Problem description: Pull out every line in the records below that contains the string "train", and copy each one.

# start of Given entries

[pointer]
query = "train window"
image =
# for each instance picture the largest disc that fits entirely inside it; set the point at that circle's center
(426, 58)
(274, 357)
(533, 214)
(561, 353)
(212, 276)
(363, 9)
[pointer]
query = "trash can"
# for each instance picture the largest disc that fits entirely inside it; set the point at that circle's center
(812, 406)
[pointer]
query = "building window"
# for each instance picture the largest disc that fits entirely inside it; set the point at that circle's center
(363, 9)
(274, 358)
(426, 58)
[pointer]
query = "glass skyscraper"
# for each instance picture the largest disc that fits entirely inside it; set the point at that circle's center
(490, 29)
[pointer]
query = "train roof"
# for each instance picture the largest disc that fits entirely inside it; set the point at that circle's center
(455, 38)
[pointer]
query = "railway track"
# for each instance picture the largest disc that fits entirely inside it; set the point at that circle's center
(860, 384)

# end of Given entries
# start of Given entries

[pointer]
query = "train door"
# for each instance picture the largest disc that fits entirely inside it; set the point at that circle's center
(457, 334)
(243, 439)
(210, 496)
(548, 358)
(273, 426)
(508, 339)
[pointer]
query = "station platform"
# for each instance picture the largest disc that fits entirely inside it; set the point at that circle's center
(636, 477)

# end of Given entries

Final result:
query = "train window"
query = "train roof"
query = "train door"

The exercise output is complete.